**Set of tasks**
- a) Find every phrase in quotation marks in the letter about the student opinion survey below, and list them in the order they appear.
- b) Carry on the letter about the student opinion survey, starting right after its last sentence.

**Page excerpt**
I am replying to the criticism of the current Student Opinion Survey posed in your March 1 editorial “Serious Survey”: that it “has a substantial flaw — it overlooks the Guest Policy.”

One of the greatest values of the survey is it allows for the longitudinal comparison of student opinions over time, as well as measuring current opinion. The questions are the same — with the exception of three questions about the use of computers added in 1996 — as they were in 1985 in the first survey. We purposely do not include questions about current issues (or things we suspect are current issues) because to do so would make meaningful comparison of survey results between years, whether on specific questions or in broad areas, impossible. We didn’t “omit” the “information” about the residential guest and visitor policy from the survey any more than we “omitted” questions about how Sept. 11 has affected our students or what effects they are feeling (or fearing) in the wake of a changed economy. Both are certainly as “vital” to the lives of students as opinion on the guest and visitor policy. Their inclusion would produce “skewed results” of the survey, rather than the other way around. As I told Lisa Lenner when she and I spoke last week, I am presuming each of these issues will emerge as some of the strongest current concerns of our students when they add their personal comments to the survey.

**Data shown**
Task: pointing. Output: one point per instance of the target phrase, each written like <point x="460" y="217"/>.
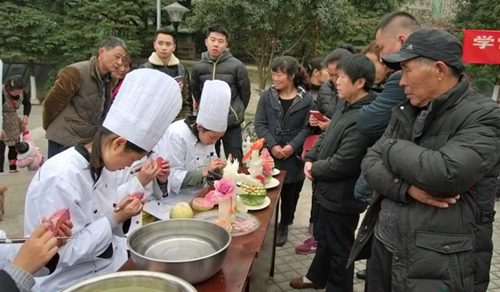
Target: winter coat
<point x="336" y="159"/>
<point x="77" y="103"/>
<point x="280" y="128"/>
<point x="374" y="118"/>
<point x="327" y="99"/>
<point x="457" y="153"/>
<point x="231" y="70"/>
<point x="32" y="158"/>
<point x="175" y="69"/>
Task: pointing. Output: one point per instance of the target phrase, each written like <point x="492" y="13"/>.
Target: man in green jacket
<point x="164" y="60"/>
<point x="218" y="63"/>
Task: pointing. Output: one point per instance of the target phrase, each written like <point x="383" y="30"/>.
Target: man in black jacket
<point x="163" y="59"/>
<point x="333" y="164"/>
<point x="218" y="63"/>
<point x="436" y="172"/>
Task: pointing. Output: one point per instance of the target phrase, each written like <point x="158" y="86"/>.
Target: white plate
<point x="272" y="183"/>
<point x="264" y="204"/>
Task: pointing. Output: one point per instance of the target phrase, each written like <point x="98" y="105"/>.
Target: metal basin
<point x="133" y="281"/>
<point x="193" y="250"/>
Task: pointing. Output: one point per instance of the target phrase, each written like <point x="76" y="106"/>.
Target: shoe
<point x="282" y="235"/>
<point x="298" y="283"/>
<point x="307" y="246"/>
<point x="361" y="275"/>
<point x="310" y="229"/>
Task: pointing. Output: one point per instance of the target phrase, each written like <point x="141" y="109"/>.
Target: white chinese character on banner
<point x="484" y="41"/>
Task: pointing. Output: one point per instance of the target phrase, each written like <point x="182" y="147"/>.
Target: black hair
<point x="290" y="66"/>
<point x="335" y="56"/>
<point x="13" y="82"/>
<point x="218" y="28"/>
<point x="315" y="64"/>
<point x="112" y="42"/>
<point x="349" y="47"/>
<point x="166" y="30"/>
<point x="358" y="66"/>
<point x="102" y="137"/>
<point x="22" y="147"/>
<point x="403" y="20"/>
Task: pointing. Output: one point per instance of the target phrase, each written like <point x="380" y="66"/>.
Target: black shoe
<point x="361" y="275"/>
<point x="282" y="235"/>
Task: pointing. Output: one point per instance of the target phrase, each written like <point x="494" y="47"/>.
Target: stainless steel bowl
<point x="133" y="281"/>
<point x="193" y="250"/>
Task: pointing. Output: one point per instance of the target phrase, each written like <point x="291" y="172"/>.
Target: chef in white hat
<point x="189" y="146"/>
<point x="80" y="178"/>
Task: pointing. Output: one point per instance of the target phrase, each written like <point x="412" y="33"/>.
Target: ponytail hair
<point x="102" y="138"/>
<point x="290" y="66"/>
<point x="13" y="82"/>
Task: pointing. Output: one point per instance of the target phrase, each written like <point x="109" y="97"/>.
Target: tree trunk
<point x="31" y="66"/>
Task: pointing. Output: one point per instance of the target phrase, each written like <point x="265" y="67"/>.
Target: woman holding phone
<point x="282" y="118"/>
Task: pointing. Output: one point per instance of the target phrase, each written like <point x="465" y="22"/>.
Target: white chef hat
<point x="214" y="105"/>
<point x="147" y="103"/>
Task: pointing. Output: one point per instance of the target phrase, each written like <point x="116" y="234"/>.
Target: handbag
<point x="308" y="145"/>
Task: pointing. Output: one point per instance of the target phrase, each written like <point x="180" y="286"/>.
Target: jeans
<point x="335" y="236"/>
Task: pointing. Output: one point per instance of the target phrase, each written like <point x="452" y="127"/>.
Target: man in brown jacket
<point x="80" y="97"/>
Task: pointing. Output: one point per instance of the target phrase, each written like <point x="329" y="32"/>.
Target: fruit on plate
<point x="181" y="211"/>
<point x="252" y="195"/>
<point x="266" y="158"/>
<point x="201" y="204"/>
<point x="57" y="219"/>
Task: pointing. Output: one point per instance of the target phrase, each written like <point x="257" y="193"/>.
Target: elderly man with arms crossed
<point x="435" y="174"/>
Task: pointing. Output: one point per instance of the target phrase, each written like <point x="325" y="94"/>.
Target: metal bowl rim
<point x="127" y="274"/>
<point x="179" y="261"/>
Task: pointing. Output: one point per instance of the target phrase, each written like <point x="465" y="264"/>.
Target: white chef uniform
<point x="146" y="104"/>
<point x="185" y="152"/>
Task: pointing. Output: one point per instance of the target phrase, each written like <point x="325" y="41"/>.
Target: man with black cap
<point x="435" y="168"/>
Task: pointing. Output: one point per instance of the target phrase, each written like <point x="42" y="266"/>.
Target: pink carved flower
<point x="224" y="186"/>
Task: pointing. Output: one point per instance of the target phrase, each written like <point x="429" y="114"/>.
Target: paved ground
<point x="288" y="263"/>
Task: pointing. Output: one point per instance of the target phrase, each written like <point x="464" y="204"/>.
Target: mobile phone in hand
<point x="318" y="116"/>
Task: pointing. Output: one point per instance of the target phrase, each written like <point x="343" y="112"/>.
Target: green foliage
<point x="485" y="17"/>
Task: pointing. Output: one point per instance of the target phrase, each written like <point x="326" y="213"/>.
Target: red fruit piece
<point x="159" y="161"/>
<point x="138" y="196"/>
<point x="261" y="178"/>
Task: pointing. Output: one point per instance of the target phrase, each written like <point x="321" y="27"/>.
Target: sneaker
<point x="310" y="229"/>
<point x="298" y="283"/>
<point x="307" y="246"/>
<point x="282" y="236"/>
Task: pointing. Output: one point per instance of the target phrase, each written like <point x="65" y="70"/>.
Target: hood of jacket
<point x="155" y="60"/>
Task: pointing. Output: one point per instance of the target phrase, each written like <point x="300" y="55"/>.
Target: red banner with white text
<point x="481" y="46"/>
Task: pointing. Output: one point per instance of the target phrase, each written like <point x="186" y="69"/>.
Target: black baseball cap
<point x="433" y="44"/>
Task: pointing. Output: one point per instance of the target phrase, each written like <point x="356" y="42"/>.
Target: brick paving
<point x="290" y="265"/>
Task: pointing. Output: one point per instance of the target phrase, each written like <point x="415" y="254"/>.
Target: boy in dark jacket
<point x="334" y="167"/>
<point x="218" y="63"/>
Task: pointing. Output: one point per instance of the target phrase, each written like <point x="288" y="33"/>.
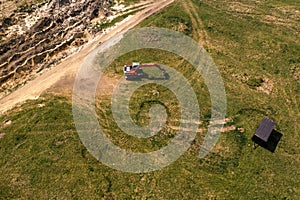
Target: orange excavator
<point x="135" y="71"/>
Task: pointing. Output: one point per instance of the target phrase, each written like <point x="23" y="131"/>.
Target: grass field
<point x="42" y="157"/>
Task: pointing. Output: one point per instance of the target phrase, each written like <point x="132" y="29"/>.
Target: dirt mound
<point x="38" y="36"/>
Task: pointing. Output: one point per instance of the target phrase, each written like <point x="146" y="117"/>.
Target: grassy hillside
<point x="256" y="48"/>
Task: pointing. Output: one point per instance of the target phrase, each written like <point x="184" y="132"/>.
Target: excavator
<point x="135" y="71"/>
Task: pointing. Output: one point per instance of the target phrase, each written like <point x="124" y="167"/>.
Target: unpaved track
<point x="71" y="65"/>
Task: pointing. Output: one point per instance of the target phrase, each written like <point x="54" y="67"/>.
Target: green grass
<point x="41" y="155"/>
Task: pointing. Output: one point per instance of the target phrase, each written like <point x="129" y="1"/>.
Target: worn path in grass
<point x="70" y="66"/>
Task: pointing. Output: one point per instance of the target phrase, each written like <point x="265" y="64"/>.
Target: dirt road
<point x="36" y="87"/>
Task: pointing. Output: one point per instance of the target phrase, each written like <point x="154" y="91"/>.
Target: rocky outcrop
<point x="34" y="39"/>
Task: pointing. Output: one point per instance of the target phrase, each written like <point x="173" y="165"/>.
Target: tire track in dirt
<point x="36" y="87"/>
<point x="203" y="37"/>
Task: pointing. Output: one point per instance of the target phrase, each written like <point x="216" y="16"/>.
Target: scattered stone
<point x="2" y="135"/>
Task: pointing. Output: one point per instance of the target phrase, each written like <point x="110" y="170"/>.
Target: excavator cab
<point x="135" y="71"/>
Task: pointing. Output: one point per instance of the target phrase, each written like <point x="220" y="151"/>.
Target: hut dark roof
<point x="265" y="129"/>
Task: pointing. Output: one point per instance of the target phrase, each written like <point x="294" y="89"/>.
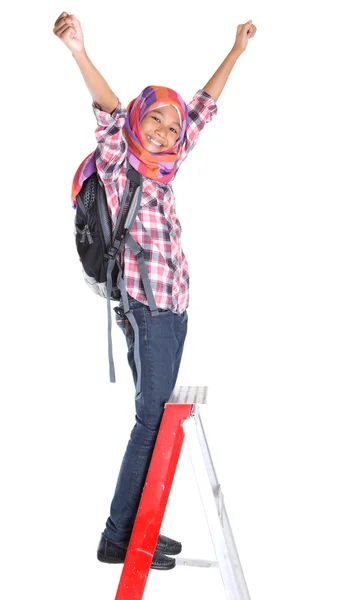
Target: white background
<point x="270" y="202"/>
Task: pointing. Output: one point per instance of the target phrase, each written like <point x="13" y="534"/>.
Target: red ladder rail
<point x="153" y="502"/>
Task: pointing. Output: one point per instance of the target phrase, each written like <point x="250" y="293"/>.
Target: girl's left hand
<point x="244" y="33"/>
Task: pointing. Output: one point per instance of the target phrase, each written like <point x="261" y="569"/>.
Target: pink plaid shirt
<point x="156" y="227"/>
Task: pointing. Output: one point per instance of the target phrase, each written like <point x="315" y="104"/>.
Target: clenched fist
<point x="244" y="33"/>
<point x="69" y="30"/>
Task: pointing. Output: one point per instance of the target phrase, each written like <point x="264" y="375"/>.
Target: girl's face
<point x="160" y="129"/>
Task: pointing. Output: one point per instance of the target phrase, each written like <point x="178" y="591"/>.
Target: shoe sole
<point x="116" y="561"/>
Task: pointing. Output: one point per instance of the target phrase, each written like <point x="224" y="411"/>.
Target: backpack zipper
<point x="86" y="233"/>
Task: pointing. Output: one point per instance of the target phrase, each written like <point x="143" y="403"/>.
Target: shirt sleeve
<point x="201" y="110"/>
<point x="111" y="143"/>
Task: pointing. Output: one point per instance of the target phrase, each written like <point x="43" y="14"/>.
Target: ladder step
<point x="195" y="562"/>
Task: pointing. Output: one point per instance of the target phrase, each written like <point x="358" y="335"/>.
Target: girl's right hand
<point x="69" y="30"/>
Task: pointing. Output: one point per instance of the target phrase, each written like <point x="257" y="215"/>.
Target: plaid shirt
<point x="156" y="227"/>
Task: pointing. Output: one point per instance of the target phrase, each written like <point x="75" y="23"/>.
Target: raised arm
<point x="215" y="85"/>
<point x="69" y="30"/>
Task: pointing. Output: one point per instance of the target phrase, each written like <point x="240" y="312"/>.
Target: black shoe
<point x="167" y="545"/>
<point x="109" y="552"/>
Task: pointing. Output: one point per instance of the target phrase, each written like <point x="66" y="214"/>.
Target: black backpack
<point x="99" y="247"/>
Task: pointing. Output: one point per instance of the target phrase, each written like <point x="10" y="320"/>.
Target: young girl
<point x="154" y="134"/>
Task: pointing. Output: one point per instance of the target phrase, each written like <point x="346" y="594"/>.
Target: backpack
<point x="99" y="249"/>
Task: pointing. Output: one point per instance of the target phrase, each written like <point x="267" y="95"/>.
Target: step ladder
<point x="181" y="419"/>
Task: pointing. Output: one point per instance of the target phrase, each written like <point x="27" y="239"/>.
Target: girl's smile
<point x="160" y="129"/>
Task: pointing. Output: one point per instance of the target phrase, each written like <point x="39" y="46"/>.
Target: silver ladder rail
<point x="212" y="498"/>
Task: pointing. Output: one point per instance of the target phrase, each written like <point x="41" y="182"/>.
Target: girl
<point x="155" y="134"/>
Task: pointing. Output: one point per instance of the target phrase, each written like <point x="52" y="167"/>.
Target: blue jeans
<point x="161" y="347"/>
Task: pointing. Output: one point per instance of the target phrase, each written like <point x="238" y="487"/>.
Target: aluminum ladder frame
<point x="181" y="420"/>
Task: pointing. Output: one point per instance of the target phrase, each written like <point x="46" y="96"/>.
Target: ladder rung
<point x="195" y="562"/>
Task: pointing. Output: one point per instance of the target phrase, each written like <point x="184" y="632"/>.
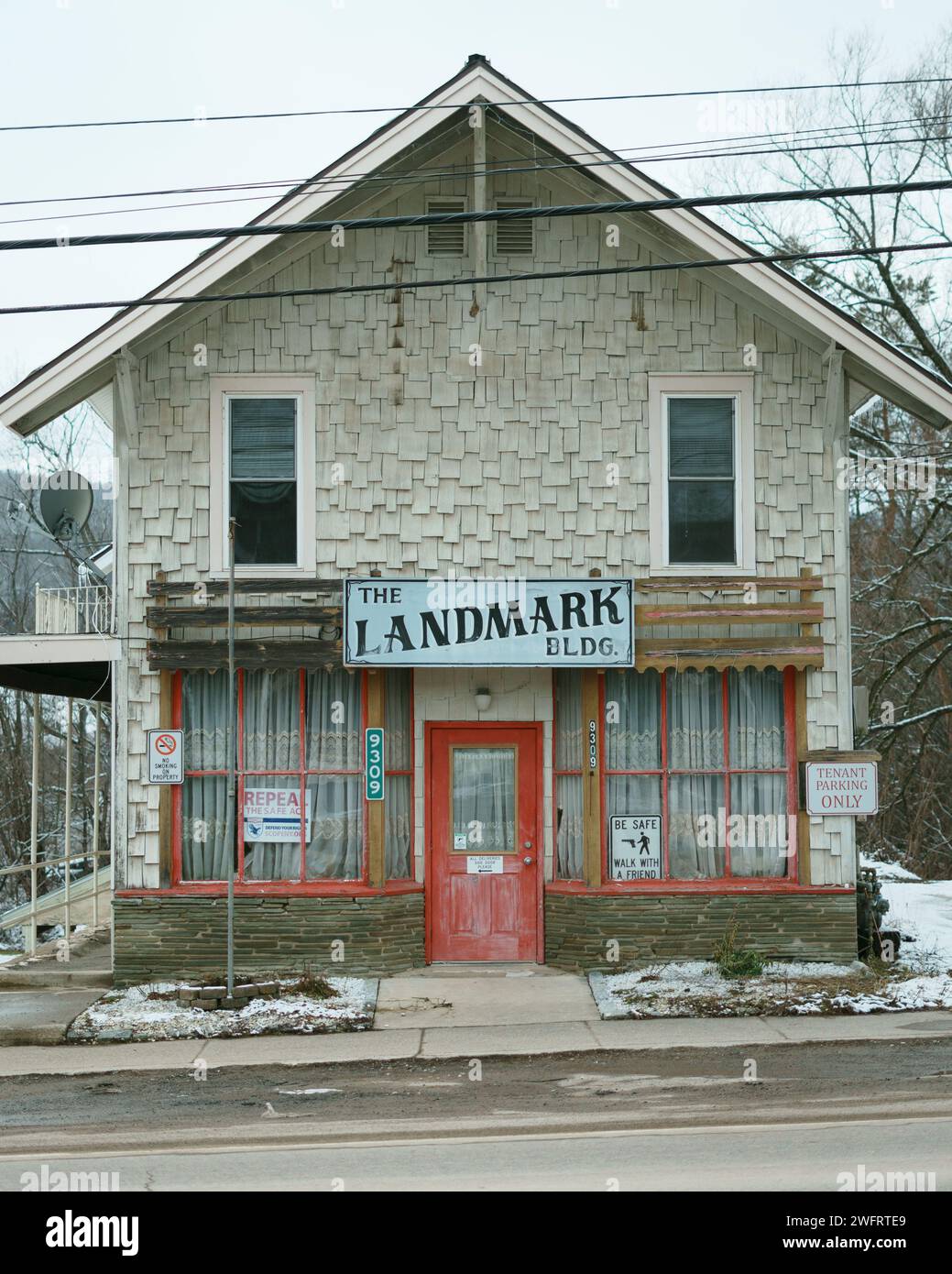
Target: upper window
<point x="703" y="474"/>
<point x="263" y="473"/>
<point x="515" y="237"/>
<point x="263" y="478"/>
<point x="450" y="237"/>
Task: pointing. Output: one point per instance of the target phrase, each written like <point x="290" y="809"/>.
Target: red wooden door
<point x="483" y="884"/>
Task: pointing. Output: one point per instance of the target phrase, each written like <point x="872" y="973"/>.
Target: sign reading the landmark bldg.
<point x="488" y="623"/>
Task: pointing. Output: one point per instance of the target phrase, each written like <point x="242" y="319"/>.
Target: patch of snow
<point x="923" y="912"/>
<point x="698" y="989"/>
<point x="134" y="1009"/>
<point x="889" y="871"/>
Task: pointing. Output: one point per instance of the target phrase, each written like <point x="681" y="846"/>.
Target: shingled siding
<point x="175" y="937"/>
<point x="535" y="461"/>
<point x="687" y="927"/>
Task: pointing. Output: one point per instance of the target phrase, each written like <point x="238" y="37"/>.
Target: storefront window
<point x="703" y="758"/>
<point x="300" y="748"/>
<point x="569" y="777"/>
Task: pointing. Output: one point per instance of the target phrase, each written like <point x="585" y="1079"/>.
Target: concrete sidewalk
<point x="400" y="1042"/>
<point x="440" y="1012"/>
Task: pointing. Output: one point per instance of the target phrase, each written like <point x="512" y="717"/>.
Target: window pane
<point x="569" y="728"/>
<point x="633" y="721"/>
<point x="398" y="825"/>
<point x="760" y="845"/>
<point x="334" y="720"/>
<point x="701" y="522"/>
<point x="271" y="823"/>
<point x="204" y="816"/>
<point x="756" y="715"/>
<point x="695" y="720"/>
<point x="701" y="437"/>
<point x="692" y="849"/>
<point x="266" y="513"/>
<point x="271" y="720"/>
<point x="569" y="827"/>
<point x="398" y="739"/>
<point x="263" y="438"/>
<point x="335" y="848"/>
<point x="632" y="794"/>
<point x="485" y="799"/>
<point x="205" y="720"/>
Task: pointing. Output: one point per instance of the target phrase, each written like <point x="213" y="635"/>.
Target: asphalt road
<point x="778" y="1117"/>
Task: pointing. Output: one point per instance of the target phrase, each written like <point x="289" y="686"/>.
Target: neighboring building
<point x="658" y="445"/>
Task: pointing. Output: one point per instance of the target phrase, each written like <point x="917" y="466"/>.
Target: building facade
<point x="574" y="544"/>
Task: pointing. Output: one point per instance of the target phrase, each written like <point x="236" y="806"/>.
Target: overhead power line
<point x="464" y="106"/>
<point x="491" y="214"/>
<point x="338" y="185"/>
<point x="529" y="275"/>
<point x="573" y="159"/>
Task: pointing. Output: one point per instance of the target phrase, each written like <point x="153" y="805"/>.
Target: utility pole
<point x="231" y="737"/>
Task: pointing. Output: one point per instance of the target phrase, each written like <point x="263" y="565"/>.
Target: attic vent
<point x="514" y="238"/>
<point x="447" y="240"/>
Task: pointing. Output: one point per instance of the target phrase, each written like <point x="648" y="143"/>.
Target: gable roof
<point x="85" y="368"/>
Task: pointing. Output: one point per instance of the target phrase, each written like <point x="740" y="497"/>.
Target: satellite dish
<point x="65" y="505"/>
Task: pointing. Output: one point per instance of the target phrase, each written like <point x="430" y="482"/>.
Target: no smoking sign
<point x="166" y="757"/>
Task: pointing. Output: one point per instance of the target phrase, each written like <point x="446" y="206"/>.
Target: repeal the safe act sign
<point x="488" y="623"/>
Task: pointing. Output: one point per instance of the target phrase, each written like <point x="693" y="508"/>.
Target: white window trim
<point x="222" y="388"/>
<point x="739" y="386"/>
<point x="429" y="208"/>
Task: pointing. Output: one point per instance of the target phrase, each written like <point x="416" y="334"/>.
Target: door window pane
<point x="485" y="800"/>
<point x="756" y="714"/>
<point x="692" y="849"/>
<point x="696" y="720"/>
<point x="335" y="845"/>
<point x="398" y="827"/>
<point x="569" y="827"/>
<point x="760" y="835"/>
<point x="633" y="720"/>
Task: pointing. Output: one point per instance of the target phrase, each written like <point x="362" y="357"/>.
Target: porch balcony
<point x="74" y="610"/>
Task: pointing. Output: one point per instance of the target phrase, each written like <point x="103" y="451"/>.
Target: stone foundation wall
<point x="687" y="927"/>
<point x="165" y="937"/>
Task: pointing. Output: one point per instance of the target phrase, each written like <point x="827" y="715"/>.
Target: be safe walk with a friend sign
<point x="488" y="623"/>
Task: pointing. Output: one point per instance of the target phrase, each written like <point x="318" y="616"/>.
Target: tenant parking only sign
<point x="488" y="623"/>
<point x="841" y="787"/>
<point x="166" y="757"/>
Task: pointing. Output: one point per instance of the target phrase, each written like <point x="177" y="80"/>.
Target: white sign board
<point x="166" y="755"/>
<point x="635" y="848"/>
<point x="273" y="814"/>
<point x="488" y="623"/>
<point x="841" y="787"/>
<point x="485" y="864"/>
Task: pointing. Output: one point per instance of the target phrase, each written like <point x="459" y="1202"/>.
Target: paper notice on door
<point x="483" y="864"/>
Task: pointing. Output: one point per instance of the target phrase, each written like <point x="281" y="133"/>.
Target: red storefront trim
<point x="277" y="888"/>
<point x="709" y="887"/>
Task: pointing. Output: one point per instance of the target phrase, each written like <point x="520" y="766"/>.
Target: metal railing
<point x="74" y="610"/>
<point x="38" y="864"/>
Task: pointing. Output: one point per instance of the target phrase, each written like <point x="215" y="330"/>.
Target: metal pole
<point x="35" y="829"/>
<point x="68" y="836"/>
<point x="96" y="820"/>
<point x="231" y="735"/>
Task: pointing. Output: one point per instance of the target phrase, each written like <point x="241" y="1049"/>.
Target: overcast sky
<point x="69" y="60"/>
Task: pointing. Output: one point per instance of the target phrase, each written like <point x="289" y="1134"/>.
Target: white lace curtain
<point x="485" y="799"/>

**Answers below**
- a)
1. "Serious Survey"
2. "has a substantial flaw — it overlooks the Guest Policy."
3. "omit"
4. "information"
5. "omitted"
6. "vital"
7. "skewed results"

- b)
We count on students to make their opinions and suggestions known on this or any other issue via written comments. Your own words — rather than standardized “strongly disagree, … strongly agree” answers — are far more compelling than any way we could phrase responses for a host of possible issues. Indeed, the written comments on the Dec. 1996 survey five years ago were extensive, thoughtful and helpful beyond our imagining. We hope your comments in 2002 will be as insightful and useful.

I want to thank The Daily Free Press for its stated support of the survey. I am happy to report that of over 14,000 potential respondents, 4,100 had logged on and 2,200 had returned surveys as of March 1. Roughly 16 percent of undergraduates have now responded. We hope to receive at least a 25 percent response before we bring the survey down later this month.